OBJECTIVE ::
Can you pick up the article on Soundgarden's Superunknown after its last sentence and keep writing it?

GIVEN PASSAGE ::
- - - -
A Nail In The Coffin: Soundgarden's Superunknown Revisited | The Quietus

A Nail In The Coffin: Soundgarden’s Superunknown Revisited

Val Siebert looks back 20 years to a band's attempts to shrug off the grunge tag

Soundgarden’s Superunknown was described alternatively as the grunge swansong and the album that allowed the band to transcend that label – though clearly the latter proved to be wishful thinking. All bands who had been stuck with the grunge tag were desperately trying to escape it, and while this album was a good effort, it wouldn’t be the actions of anyone in Soundgarden that put an end to the genre. It seems that the one favour Kurt Cobain did for his contemporaries was to take grunge to the grave with him. Superunknown‘s release date (a mere month before Cobain’s suicide 20 years ago) merely got everyone ready.

I’ve always thought grunge was a silly genre name and a completely redundant label. It says nothing of substance about the music and its impotency is proven by how it has withered and died; several mooted grunge revivals have failed abysmally to take off. Not only does the label curb-stomp any notion of individuality – a hallmark of most genre labels – but it suggests a lack of attention to detail or clean fine-tuning which is quite obviously not applicable to a band of Soundgarden’s caliber. In particular, a band with a drummer like Matt Cameron surely shouldn’t belong there. Cameron’s strange time signatures were a key element of the band’s sound and his mastery of switching between them without jarring the listener surprised even his bandmates – who were often left to plead ignorance when asked by journalists about the intentions behind the grooves. He could even direct a song in standard 4/4 and make it sound like something far more complex. Then there was Kim Thayil, the metalhead guitarist with a penchant for turning to experimentation and doomy riffing. A populariser of drop d tuning, Thayil gained a few further respect from the shredding world with his strange E-E-B-B-B-B tuning on tracks like ‘My Wave’ and ‘The Day I Tried To Live’.

Frontman Chris Cornell’s lyrics switch between vengeful aggression, compassion, apocalyptic hopelessness and bitterness. Cornell may never shake the Robert Plant comparisons, but his style lends itself to a particular brand of abject misery that Led Zeppelin never really broached. However, these lyrics and the music’s mood of suffocating pessimism is the one thing that truly ties Soundgarden to their particular era in rock music.

Much of Superunknown‘s success is derived from refinement rather than innovation. The band traded in their old techniques of bashing and thrashing their songs onto tape within the space of a month for a more lengthy visit to the studio. They also sacked their long-time collaborator behind the desk, Terry Date, for the Red Hot Chili Peppers’ producer Michael Beinhorn. It had been three years since Badmotorfinger had garnered the band some praise as well as bagged them a slot opening for Guns N’ Roses on the massive Use Your Illusion stadium tour. The band could now afford to take a few more whacks at the final product and add all kinds of weird nuances and novelties. Possibly as a result of this, the album possesses a sterling consistency worthy of a true ‘albums band’, with the only outliers being the two bassist Ben Shepherd-penned morsels ‘Head Down’ and ‘Half’ – the latter of which has a chunky metal hook performed in strings that could easily compete with any in the Cornell/Thayil canon – as well as ‘Black Hole Sun’, which almost seems a bit too pretty and Beatlesesque to be sat in the middle of all that crushing, chord-mashing darkness. That tune does enough on its own to warp the view of the band in hindsight as it will now almost always serve as a first introduction to the group.
- - - -
DATA ROWS ::
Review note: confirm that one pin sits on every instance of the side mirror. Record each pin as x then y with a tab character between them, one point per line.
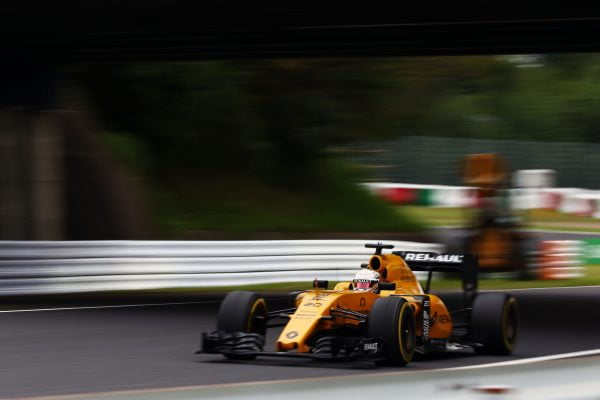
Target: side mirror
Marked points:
318	284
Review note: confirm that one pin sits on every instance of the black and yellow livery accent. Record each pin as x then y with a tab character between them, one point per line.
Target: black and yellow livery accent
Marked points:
390	323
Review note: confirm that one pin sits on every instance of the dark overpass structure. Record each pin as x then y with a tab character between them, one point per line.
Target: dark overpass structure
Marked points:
121	30
39	38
- - - -
RESPONSE TO THE EXERCISE ::
‘Black Hole Sun’ was not originally seen as a single by the band, who rather decided to promo the album first with ‘Spoonman’, featuring Seattle street performer Artis the Spoonman on the track and in the video. With its heavy sliding riff and melodic vocal, ‘Spoonman’ is, if anything, closest to being a throwback to the band’s previous record.

Those first two albums were so bogged down in their Sabbath and Zeppelin fetishisation that it was difficult to accept many of the stand-out tunes at face value. There are still plenty of Zep comparisons to be made on Superunknown – particularly on ‘Limo Wreck’ with its distinct ‘Dazed And Confused’ vibe in the verse – but this was the point where the boys were able to pull up their big boy originality pants and not find themselves tripping over them moments later. Cornell himself has more recently admitted that he found creativity a bugbear, not in least down to his massive boozing habit at the time. But given that this is the band’s fourth album, they are late bloomers. While the metal side of things is still very strong here, the band corralled their melodic skills and for the first time produced a genuinely radio-friendly record. Obviously this lost the band a lot of fans who preferred the caustic headbanging of earlier records, but also cemented them as hitmakers. ‘Spoonman’ and ‘Black Hole Sun’ earned the band Grammys (in the METAL category, I might add) and the album itself debuted at the top of the charts in America. But no matter the mainstream success, if you ever had any doubt of the band’s metal chops, a quick flick over to the sublimely dissonant crunch of ‘4th Of July’ should set you straight. Borrowing, again, a wee bit of a ‘Dazed And Confused’ vibe, but hammering it into a dirty, oozing sludge that threateningly simmers under Cornell’s understated croons. It all sums up to an effect, one achieved so seemingly effortlessly, that would have any 70s-influenced metal band feeling a bit green.

‘Kickstand’ is the only track that seethes with a punk-rock mentality while ‘Half’ is lost in Eastern psychedelic vibes – showing that they thankfully have more than two genre influences. Cornell really outdoes himself on ‘Fell On Black Days’ and album closer ‘Like Suicide’ (a tune apparently about a bird Cornell had to put out of its misery after it flew into a window). Both are typical of the band’s most effective songwriting, smooth, simple, not over thought nor overproduced. All together the tunes add up to a varied, well-rounded album that represents the band that produced it. Superunknown was not actually the end of anything in particular, but it was definitely the apex of Soundgarden’s ouput. The recording process of their next album Down On The Upside would prove to be slog for all those involved and Thayil in particular felt his role in the group shrink as Cornell wanted to lighten things up.